TASK GOAL =
Take the entries below and return them unchanged.

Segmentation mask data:
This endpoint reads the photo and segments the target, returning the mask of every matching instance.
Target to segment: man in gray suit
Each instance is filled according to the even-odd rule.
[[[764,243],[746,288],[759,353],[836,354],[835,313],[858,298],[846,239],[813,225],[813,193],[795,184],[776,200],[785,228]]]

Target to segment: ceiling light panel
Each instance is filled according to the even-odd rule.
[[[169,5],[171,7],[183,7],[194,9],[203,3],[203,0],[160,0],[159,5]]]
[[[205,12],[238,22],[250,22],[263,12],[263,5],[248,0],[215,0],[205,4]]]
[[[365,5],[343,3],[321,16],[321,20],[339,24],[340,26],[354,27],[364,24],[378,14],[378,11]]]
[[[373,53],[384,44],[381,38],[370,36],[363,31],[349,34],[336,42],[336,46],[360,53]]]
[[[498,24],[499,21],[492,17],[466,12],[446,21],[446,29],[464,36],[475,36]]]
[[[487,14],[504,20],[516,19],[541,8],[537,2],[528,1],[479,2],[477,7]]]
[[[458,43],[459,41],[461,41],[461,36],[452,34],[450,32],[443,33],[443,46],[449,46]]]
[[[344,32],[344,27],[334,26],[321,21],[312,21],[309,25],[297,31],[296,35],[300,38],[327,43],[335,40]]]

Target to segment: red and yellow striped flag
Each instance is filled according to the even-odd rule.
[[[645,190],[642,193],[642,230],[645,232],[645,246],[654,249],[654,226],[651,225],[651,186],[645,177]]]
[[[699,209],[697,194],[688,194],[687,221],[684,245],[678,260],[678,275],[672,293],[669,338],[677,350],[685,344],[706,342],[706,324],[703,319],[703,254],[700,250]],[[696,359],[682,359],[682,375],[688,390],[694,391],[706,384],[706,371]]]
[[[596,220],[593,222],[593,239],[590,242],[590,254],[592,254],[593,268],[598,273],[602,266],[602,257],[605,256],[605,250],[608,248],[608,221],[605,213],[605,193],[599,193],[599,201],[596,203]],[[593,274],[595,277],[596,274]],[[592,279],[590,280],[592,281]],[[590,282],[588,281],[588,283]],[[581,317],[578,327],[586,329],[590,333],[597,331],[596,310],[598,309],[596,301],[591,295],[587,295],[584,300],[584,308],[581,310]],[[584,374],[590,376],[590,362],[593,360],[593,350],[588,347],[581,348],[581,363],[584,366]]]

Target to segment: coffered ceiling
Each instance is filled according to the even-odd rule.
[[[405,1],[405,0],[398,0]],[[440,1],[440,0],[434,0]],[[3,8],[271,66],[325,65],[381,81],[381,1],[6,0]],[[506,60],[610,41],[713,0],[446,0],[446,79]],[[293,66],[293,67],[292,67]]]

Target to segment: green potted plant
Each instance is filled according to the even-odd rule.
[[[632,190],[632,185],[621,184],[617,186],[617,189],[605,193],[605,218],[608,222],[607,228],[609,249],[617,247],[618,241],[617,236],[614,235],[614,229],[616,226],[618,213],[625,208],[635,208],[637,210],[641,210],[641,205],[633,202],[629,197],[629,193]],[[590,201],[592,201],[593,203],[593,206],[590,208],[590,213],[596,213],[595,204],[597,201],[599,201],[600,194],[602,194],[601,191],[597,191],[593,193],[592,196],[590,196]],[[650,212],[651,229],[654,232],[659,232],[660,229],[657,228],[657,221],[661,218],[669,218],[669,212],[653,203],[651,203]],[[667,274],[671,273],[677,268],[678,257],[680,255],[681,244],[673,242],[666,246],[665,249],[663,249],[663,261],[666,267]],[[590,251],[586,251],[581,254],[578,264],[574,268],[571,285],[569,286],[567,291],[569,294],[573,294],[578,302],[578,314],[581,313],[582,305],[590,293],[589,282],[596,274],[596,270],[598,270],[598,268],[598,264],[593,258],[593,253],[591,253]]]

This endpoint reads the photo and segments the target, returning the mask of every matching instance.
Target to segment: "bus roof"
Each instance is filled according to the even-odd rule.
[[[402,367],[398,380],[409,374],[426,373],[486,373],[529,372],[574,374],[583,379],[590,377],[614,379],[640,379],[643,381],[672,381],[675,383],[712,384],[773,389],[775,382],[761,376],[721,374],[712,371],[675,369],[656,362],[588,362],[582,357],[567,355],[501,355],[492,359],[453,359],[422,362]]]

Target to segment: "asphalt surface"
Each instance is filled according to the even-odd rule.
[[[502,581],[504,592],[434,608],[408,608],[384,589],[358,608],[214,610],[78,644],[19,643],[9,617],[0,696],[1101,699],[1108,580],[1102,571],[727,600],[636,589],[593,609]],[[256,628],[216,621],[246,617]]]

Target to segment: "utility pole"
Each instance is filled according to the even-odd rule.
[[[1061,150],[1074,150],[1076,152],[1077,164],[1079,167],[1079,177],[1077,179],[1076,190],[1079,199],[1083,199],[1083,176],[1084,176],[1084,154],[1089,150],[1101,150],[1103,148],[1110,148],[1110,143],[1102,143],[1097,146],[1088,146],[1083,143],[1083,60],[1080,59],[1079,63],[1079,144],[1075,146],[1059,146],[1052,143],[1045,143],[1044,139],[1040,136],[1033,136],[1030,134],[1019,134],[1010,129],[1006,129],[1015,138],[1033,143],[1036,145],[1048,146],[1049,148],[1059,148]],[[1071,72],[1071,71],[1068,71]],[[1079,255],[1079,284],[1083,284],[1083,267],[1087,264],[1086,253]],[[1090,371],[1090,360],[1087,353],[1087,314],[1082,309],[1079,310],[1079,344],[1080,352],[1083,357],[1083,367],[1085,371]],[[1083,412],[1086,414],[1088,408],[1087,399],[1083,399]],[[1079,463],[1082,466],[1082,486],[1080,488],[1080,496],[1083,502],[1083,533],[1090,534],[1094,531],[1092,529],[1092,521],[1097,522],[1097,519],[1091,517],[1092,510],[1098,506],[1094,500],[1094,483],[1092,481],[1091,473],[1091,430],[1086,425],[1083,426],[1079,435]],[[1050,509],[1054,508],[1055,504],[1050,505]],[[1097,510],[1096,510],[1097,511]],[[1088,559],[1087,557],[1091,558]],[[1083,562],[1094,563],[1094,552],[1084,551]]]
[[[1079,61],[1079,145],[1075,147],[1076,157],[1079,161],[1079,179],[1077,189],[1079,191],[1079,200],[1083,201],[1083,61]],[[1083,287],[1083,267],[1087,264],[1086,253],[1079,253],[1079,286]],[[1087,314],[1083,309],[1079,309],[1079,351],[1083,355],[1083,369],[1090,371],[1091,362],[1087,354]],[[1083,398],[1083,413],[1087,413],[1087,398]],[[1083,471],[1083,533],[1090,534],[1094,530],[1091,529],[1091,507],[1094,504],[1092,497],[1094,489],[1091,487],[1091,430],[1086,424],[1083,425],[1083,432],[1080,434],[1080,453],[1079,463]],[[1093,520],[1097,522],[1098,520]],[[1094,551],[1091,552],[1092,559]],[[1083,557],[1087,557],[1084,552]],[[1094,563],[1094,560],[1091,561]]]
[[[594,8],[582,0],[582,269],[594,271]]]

ANSWER SECTION =
This endpoint reads the photo and segments the target, returning the mask of every matching instance.
Target to segment: man in gray suit
Each instance is filled according to the even-odd rule.
[[[764,243],[746,288],[759,353],[836,354],[835,313],[858,298],[846,239],[813,225],[813,193],[795,184],[776,200],[785,228]]]

Target to segment: ceiling light panel
Each instance is filled according to the even-odd rule.
[[[169,5],[171,7],[183,7],[194,9],[203,3],[203,0],[160,0],[159,5]]]
[[[205,12],[238,22],[250,22],[263,12],[263,5],[248,0],[215,0],[205,4]]]
[[[365,5],[343,3],[321,16],[321,20],[339,24],[340,26],[354,27],[364,24],[378,14],[378,11]]]
[[[373,53],[384,44],[381,38],[370,36],[363,31],[349,34],[336,42],[336,46],[360,53]]]
[[[498,24],[499,21],[492,17],[466,12],[446,21],[446,29],[464,36],[475,36]]]
[[[487,14],[504,20],[516,19],[541,8],[537,2],[528,1],[479,2],[477,7]]]
[[[458,43],[459,41],[461,41],[461,36],[452,34],[450,32],[443,33],[443,46],[449,46]]]
[[[344,32],[344,27],[334,26],[321,21],[312,21],[309,25],[297,31],[296,35],[300,38],[327,43],[335,40]]]

Target to segment: red and yellow striped flag
Each instance is filled according to the even-odd rule.
[[[645,190],[642,193],[642,230],[645,232],[645,246],[654,249],[654,226],[651,225],[651,186],[645,177]]]
[[[699,209],[697,194],[688,194],[687,221],[684,245],[678,260],[678,275],[672,293],[669,338],[677,350],[685,344],[706,342],[706,324],[703,319],[703,254],[700,250]],[[696,359],[682,359],[682,375],[688,390],[694,391],[706,384],[706,371]]]
[[[596,220],[593,222],[593,239],[590,242],[590,254],[592,254],[593,268],[598,273],[602,266],[602,257],[605,256],[605,250],[608,248],[608,221],[605,213],[605,193],[599,193],[599,201],[596,203]],[[593,274],[595,277],[596,274]],[[592,279],[590,280],[592,281]],[[590,282],[588,281],[588,283]],[[581,317],[578,327],[586,329],[590,333],[597,331],[596,310],[598,309],[596,301],[591,295],[587,295],[584,300],[584,308],[581,310]],[[584,374],[590,376],[590,362],[593,360],[593,350],[588,347],[581,348],[581,363],[584,366]]]

Target to segment: coffered ceiling
Each instance is filled according to the even-odd rule.
[[[405,1],[405,0],[398,0]],[[440,1],[440,0],[434,0]],[[3,8],[271,66],[325,65],[381,81],[381,1],[6,0]],[[506,60],[610,41],[713,0],[446,0],[446,79]],[[293,66],[293,67],[292,67]]]

Target to segment: green potted plant
Each instance is filled according to the even-odd rule.
[[[632,190],[632,185],[621,184],[617,186],[617,189],[605,193],[605,218],[608,222],[607,228],[609,249],[617,247],[618,241],[617,236],[614,235],[614,229],[616,226],[618,213],[625,208],[635,208],[637,210],[641,210],[641,205],[633,202],[629,197],[629,193]],[[590,201],[592,201],[593,203],[593,206],[590,208],[590,213],[596,213],[595,204],[597,201],[599,201],[600,194],[602,194],[601,191],[597,191],[593,193],[592,196],[590,196]],[[650,212],[651,229],[654,232],[659,232],[660,229],[657,228],[657,221],[661,218],[669,218],[669,212],[653,203],[651,203]],[[667,274],[671,273],[677,268],[678,257],[680,255],[681,244],[673,242],[666,246],[665,249],[663,249],[663,261],[666,267]],[[590,251],[586,251],[581,254],[578,264],[574,268],[571,285],[569,286],[567,291],[569,294],[573,294],[578,302],[578,314],[581,313],[582,305],[590,293],[589,282],[596,274],[596,270],[598,270],[598,268],[598,264],[593,258],[593,253],[591,253]]]

This endpoint reads the photo and segments the target, returning the mask of every matching instance.
Target to segment: "bus roof"
Each instance is filled according to the even-odd rule.
[[[402,367],[398,380],[409,374],[426,373],[486,373],[529,372],[574,374],[583,379],[590,377],[614,379],[640,379],[643,381],[672,381],[675,383],[712,384],[773,389],[775,382],[761,376],[721,374],[712,371],[675,369],[656,362],[588,362],[582,357],[567,355],[501,355],[492,359],[453,359],[422,362]]]

Target to segment: "asphalt surface"
Each instance is filled according to the even-odd rule.
[[[502,581],[504,592],[434,608],[408,608],[384,589],[358,608],[214,610],[78,644],[19,643],[9,617],[0,696],[1101,699],[1108,580],[1102,571],[727,600],[636,589],[593,609]],[[256,628],[216,621],[246,617]]]

Target to segment: "utility pole"
Each instance is filled according to the even-odd rule.
[[[1061,150],[1074,150],[1076,152],[1077,164],[1079,167],[1079,177],[1077,179],[1076,190],[1079,199],[1083,199],[1083,176],[1084,176],[1084,154],[1089,150],[1101,150],[1103,148],[1110,148],[1110,143],[1102,143],[1097,146],[1088,146],[1083,143],[1083,60],[1080,59],[1079,63],[1079,144],[1075,146],[1059,146],[1052,143],[1045,143],[1044,139],[1040,136],[1033,136],[1030,134],[1019,134],[1010,129],[1006,129],[1015,138],[1033,143],[1036,145],[1048,146],[1049,148],[1059,148]],[[1071,72],[1071,71],[1068,71]],[[1079,255],[1079,284],[1083,284],[1083,267],[1087,264],[1086,253]],[[1090,371],[1090,360],[1087,353],[1087,314],[1082,309],[1079,310],[1079,344],[1080,352],[1083,357],[1083,367],[1085,371]],[[1083,412],[1086,414],[1088,408],[1087,399],[1083,399]],[[1079,463],[1082,466],[1082,486],[1080,488],[1080,496],[1083,502],[1083,533],[1090,534],[1094,531],[1092,529],[1092,521],[1097,522],[1097,519],[1091,517],[1092,510],[1098,506],[1094,500],[1094,483],[1092,481],[1091,473],[1091,430],[1086,425],[1083,426],[1079,435]],[[1050,509],[1054,508],[1055,504],[1050,505]],[[1097,510],[1096,510],[1097,511]],[[1088,559],[1087,557],[1091,558]],[[1083,562],[1094,563],[1094,552],[1084,551]]]
[[[1079,61],[1079,145],[1075,147],[1076,157],[1079,161],[1079,179],[1077,189],[1079,191],[1079,200],[1083,201],[1083,61]],[[1083,287],[1083,267],[1087,264],[1086,253],[1079,253],[1079,286]],[[1087,314],[1083,309],[1079,309],[1079,351],[1083,355],[1083,369],[1090,371],[1091,362],[1087,354]],[[1083,398],[1083,413],[1087,413],[1087,398]],[[1083,471],[1083,533],[1090,534],[1094,530],[1091,529],[1091,507],[1094,504],[1092,497],[1094,489],[1091,487],[1091,430],[1086,424],[1083,425],[1083,432],[1080,434],[1080,453],[1079,463]],[[1093,520],[1097,522],[1098,520]],[[1094,551],[1091,552],[1092,559]],[[1083,557],[1087,557],[1084,552]],[[1094,563],[1094,560],[1091,561]]]
[[[594,8],[582,0],[582,269],[594,271]]]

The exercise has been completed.